__SELECTED PASSAGE__:
■ ■ ■ ■
Main filed a petition with the Iowa Workers' Compensation Commissioner in January 2006, alleging he suffered a work-related injury to his right shoulder on December 22, 2004. Following a hearing, the deputy workers' compensation commissioner denied Main's claim, finding he had not "sustain[ed] an injury arising out of and in the course of his employment." Main appealed, and the workers' compensation commissioner reversed the deputy's decision.
The commissioner found Main had suffered a work-related injury to his right shoulder entitling him to permanent partial disability and healing period benefits. The commissioner then addressed Quaker Oats' request for an apportionment and credit under Iowa Code section 85.34(7)(a) and (b), which govern benefits for successive disabilities. Based on Main's prior work injuries in 2003, the commissioner determined Quaker Oats proved "that a credit for all industrial disability payments paid to this claimant . . . may be justified." The commissioner nevertheless denied Quaker Oats' request for such a credit due to the effective date of the amendments to section 85.34, which is as follows: "2004 amendments to subsection 2, paragraph u, and adding subsection 7 take effect September 7, 2004, and apply to injuries occurring on or after that date." See 2004 Iowa Acts ch. 1001, § 18 (emphasis added). The commissioner reasoned:
Section 85.34(7) was amended by the legislature in an extraordinary legislative session in 2004. See 2004 Iowa Acts ch. 1001. It now provides:
7. Successive disabilities.
a. An employer is fully liable for compensating all of an employee's disability that arises out of and in the course of the employee's employment with the employer. An employer is not liable for compensating an employee's preexisting disability that arose out of and in the course of employment with a different employer or from causes unrelated to employment.
b. If an injured employee has a preexisting disability that was caused by a prior injury arising out of and in the course of employment with the same employer, and the preexisting disability was compensable under the same paragraph of section 85.34, subsection 2, as the employee's present injury, the employer is liable for the combined disability that is caused by the injuries, measured in relation to the employee's condition immediately prior to the first injury. In this instance, the employer's liability for the combined disability shall be considered to be already partially satisfied to the extent of the percentage of disability for which the employee was previously compensated by the employer.
If, however, an employer is liable to an employee for a combined disability that is payable under section 85.34, subsection 2, paragraph " u", and the employee has a preexisting disability that causes the employee's earnings to be less at the time of the present injury than if the prior injury had not occurred, the employer's liability for the combined disability shall be considered to be already partially satisfied to the extent of the percentage of disability for which the employee was previously compensated by the employer minus the percentage that the employee's earnings are less at the time of the present injury than if the prior injury had not occurred.
Iowa Code § 85.34(7)(a), (b).
The specific use of the plural "injuries" means the first and second injuries must occur after the date set by the legislature. Furthermore, it is noted that Iowa Code section 4.5 requires that a change in the law be applied prospectively, unless the legislature specifically requires a retrospective application.
Therefore, it is concluded that because the first injuries for which [Quaker Oats] seeks a credit occurred prior to September 7, 2004, [Quaker Oats] is not entitled to a credit.
■ ■ ■ ■
__GIVEN PROBLEM A__: List every date in the workers' compensation passage that includes the name of a month, giving each distinct date once.

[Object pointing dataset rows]
■ ■ ■ ■
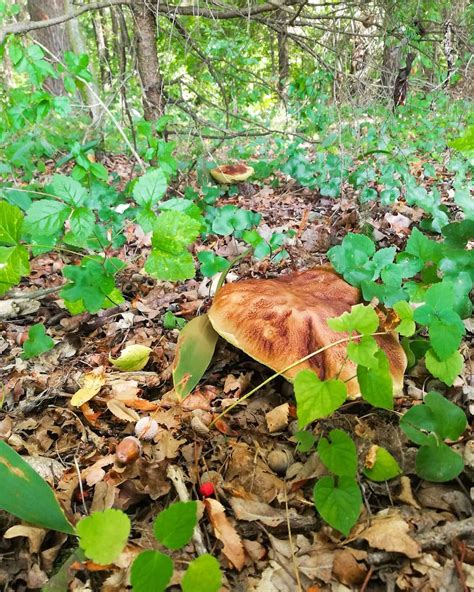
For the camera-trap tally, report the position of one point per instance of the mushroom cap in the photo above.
(231, 173)
(278, 321)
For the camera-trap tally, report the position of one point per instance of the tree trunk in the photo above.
(55, 38)
(147, 61)
(91, 90)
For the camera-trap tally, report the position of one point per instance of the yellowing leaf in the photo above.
(91, 385)
(133, 358)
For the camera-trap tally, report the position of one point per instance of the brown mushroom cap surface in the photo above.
(231, 173)
(278, 321)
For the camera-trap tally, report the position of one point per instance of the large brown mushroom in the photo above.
(278, 321)
(227, 174)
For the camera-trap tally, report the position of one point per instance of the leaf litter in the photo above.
(68, 410)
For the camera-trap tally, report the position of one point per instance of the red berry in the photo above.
(207, 489)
■ ■ ■ ■
__GIVEN PROBLEM B__: Rewrite the object pointing dataset rows, swapping "camera-trap tally" for "field survey" and changing nothing else. Leave the pictures out.

__COMPLETE RESPONSE A__:
January 2006
December 22, 2004
September 7, 2004

__COMPLETE RESPONSE B__:
For the field survey, report the position of one point per instance of the mushroom cap in the photo above.
(231, 173)
(278, 321)
For the field survey, report the position of one point per instance of the tree trunk in the photo above.
(55, 38)
(147, 61)
(91, 90)
For the field survey, report the position of one point per instance of the yellowing leaf in the photo above.
(91, 385)
(133, 358)
For the field survey, report the position of one point per instance of the brown mushroom cap surface in the photo above.
(231, 173)
(278, 321)
For the field survey, report the position of one point per instance of the large brown mushroom in the photo above.
(278, 321)
(227, 174)
For the field survey, report the position of one point per instance of the leaf litter in the photo above.
(68, 410)
For the field survey, report the position of one point per instance of the red berry in the photo above.
(207, 489)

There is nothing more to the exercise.